Your goal: Write each line below back out exactly, omitting its pictures.

Records from a data source:

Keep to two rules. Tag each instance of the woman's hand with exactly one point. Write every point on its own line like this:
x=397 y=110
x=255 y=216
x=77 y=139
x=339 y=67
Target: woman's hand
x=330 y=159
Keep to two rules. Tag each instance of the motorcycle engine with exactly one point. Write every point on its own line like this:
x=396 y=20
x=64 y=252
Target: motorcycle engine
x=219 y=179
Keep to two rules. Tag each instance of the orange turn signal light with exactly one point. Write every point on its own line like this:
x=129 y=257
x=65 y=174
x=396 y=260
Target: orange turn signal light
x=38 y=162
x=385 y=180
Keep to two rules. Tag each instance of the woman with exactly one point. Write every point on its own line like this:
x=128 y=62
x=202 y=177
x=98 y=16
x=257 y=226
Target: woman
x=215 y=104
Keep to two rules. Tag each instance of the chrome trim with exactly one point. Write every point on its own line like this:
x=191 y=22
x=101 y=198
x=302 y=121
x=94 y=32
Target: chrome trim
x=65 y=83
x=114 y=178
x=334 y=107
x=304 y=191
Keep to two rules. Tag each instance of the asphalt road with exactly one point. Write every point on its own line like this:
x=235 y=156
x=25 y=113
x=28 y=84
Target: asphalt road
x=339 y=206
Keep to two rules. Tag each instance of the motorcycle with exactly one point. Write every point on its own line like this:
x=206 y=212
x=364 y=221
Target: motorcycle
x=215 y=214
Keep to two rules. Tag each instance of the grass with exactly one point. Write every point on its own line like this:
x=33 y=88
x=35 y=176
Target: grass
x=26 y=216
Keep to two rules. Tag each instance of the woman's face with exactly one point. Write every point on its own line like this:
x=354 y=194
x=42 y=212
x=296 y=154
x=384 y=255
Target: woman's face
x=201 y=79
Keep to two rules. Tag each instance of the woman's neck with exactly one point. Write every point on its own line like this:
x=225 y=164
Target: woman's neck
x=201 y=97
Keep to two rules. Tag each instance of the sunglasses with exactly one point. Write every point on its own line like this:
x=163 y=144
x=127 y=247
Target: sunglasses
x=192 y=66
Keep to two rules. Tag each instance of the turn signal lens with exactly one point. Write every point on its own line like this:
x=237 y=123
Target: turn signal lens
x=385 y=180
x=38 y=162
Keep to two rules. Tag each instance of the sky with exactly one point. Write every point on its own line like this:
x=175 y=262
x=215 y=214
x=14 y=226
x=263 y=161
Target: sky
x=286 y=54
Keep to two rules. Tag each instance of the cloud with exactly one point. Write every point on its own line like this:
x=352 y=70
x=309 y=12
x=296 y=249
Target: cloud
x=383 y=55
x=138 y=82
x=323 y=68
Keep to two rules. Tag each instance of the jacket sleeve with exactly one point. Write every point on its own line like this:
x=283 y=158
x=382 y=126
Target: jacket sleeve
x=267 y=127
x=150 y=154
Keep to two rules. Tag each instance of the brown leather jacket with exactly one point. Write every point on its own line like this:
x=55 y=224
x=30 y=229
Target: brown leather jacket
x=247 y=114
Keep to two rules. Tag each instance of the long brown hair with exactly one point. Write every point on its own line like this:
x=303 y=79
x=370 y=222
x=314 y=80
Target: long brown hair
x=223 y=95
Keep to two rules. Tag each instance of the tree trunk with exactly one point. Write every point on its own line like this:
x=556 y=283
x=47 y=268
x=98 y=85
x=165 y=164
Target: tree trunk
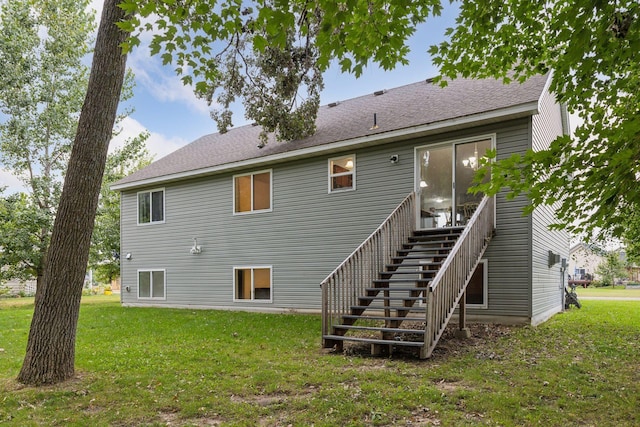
x=50 y=353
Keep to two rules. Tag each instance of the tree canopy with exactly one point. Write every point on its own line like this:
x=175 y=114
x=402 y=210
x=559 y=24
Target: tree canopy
x=270 y=54
x=42 y=86
x=265 y=51
x=592 y=50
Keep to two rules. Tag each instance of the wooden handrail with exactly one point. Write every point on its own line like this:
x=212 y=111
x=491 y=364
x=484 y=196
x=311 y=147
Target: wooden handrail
x=449 y=284
x=341 y=288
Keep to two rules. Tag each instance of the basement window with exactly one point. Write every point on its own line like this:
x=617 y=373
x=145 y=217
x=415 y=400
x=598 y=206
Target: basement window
x=252 y=284
x=151 y=284
x=476 y=295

Solution to this exercise:
Keep to two rules. Tag each instance of the woman's hand with exactly one point. Write every point on its own line like this:
x=397 y=110
x=255 y=216
x=77 y=139
x=339 y=67
Target: woman's hand
x=330 y=159
Keep to two rules. Tag each instance of the motorcycle engine with exactly one point. Write every point on its own line like this:
x=396 y=20
x=64 y=252
Target: motorcycle engine
x=219 y=179
Keep to two rules. Tag each instance of the orange turn signal light with exactly one point. Write every point on its own line like this:
x=129 y=257
x=65 y=174
x=396 y=260
Target: orange turn signal light
x=38 y=162
x=385 y=180
Keep to two rules. Tag each instance of the woman with exactly one point. Write every point on its own line like this:
x=128 y=62
x=202 y=177
x=98 y=16
x=257 y=226
Target: woman
x=215 y=104
Keep to two rules. Tag each instance of the chrome trim with exactly one point. Write every point on its own line like this:
x=191 y=22
x=101 y=198
x=302 y=121
x=94 y=32
Target: chrome trim
x=65 y=83
x=114 y=178
x=334 y=107
x=304 y=191
Keep to two rules. Tag each instance of the asphalt road with exactly one point. Write every point on its own line like this:
x=235 y=156
x=25 y=113
x=28 y=84
Target: asphalt road
x=339 y=206
Keep to two rules. Tag each instance of the motorcycle with exactly one point. Write every point on its own line like this:
x=206 y=212
x=364 y=221
Target: motorcycle
x=215 y=214
Keep to two rules. Tag each instance of the grass with exactly one point. Write every point on its own line like this:
x=33 y=88
x=35 y=176
Target: grass
x=26 y=216
Keep to two rules. Tag each instance of the woman's face with exactly one point. Write every point on its own line like this:
x=354 y=194
x=42 y=212
x=296 y=154
x=384 y=255
Target: woman's face
x=201 y=79
Keep to two rules. Tag each instance of the woman's neck with exactly one point. Write every point on its own line like this:
x=225 y=164
Target: woman's neck
x=201 y=97
Keep to two rules. Tag each instance of the sunglasses with exactly one point. Write every point on its own line like this:
x=163 y=144
x=127 y=247
Target: sunglasses
x=192 y=66
Keep to two rules. Tag each instance of the turn signal lens with exactly one point. Write every point on its own line like this:
x=237 y=123
Target: turn signal lens
x=385 y=180
x=38 y=162
Keep to two rules. Tag each instance of the sky with exactly one point. Write every point on its own line like this:
x=175 y=262
x=215 y=214
x=14 y=226
x=263 y=161
Target: sky
x=286 y=54
Keep to two rules. Tag each instance of the cloud with exactly one point. Write every point on its own line like this:
x=352 y=70
x=309 y=12
x=296 y=249
Target: cloud
x=383 y=55
x=138 y=82
x=323 y=68
Keep to two rules. Tag each instance of the jacket sleeve with exactly one point. Write every point on its own line like this:
x=283 y=158
x=382 y=126
Target: jacket sleeve
x=267 y=127
x=150 y=154
Keep to two rules. Tag each instance of the brown leather jacket with exactly one point. Write every point on its own line like this:
x=55 y=224
x=30 y=229
Target: brown leather jacket
x=247 y=114
Keep to two rules. Tag each instance of the long brown hair with exactly one point. Write every point on its own line like this:
x=303 y=79
x=370 y=222
x=314 y=80
Target: long brown hair
x=223 y=95
Keep to two rules. Tag each instance of the tree trunk with exactly one point. Write every point on its own line like this:
x=556 y=283
x=47 y=268
x=98 y=85
x=165 y=164
Target: tree trunk
x=50 y=353
Keep to two rules. Tag each instance of the tree canopy with exactly one point. Write every point on its own line like this:
x=175 y=114
x=402 y=210
x=559 y=24
Target: tree canopy
x=270 y=54
x=42 y=86
x=265 y=51
x=592 y=50
Keep to two rules. Tag each instance of the wooden handrail with exactly one point. Write every point on its own line like this:
x=212 y=111
x=491 y=364
x=484 y=196
x=311 y=147
Target: wooden handrail
x=449 y=284
x=341 y=288
Keep to two rules. Tag each instance of the basement window with exactly one point. Write every point on its own line like this:
x=617 y=373
x=145 y=217
x=415 y=400
x=598 y=206
Target: basement window
x=252 y=284
x=151 y=284
x=476 y=295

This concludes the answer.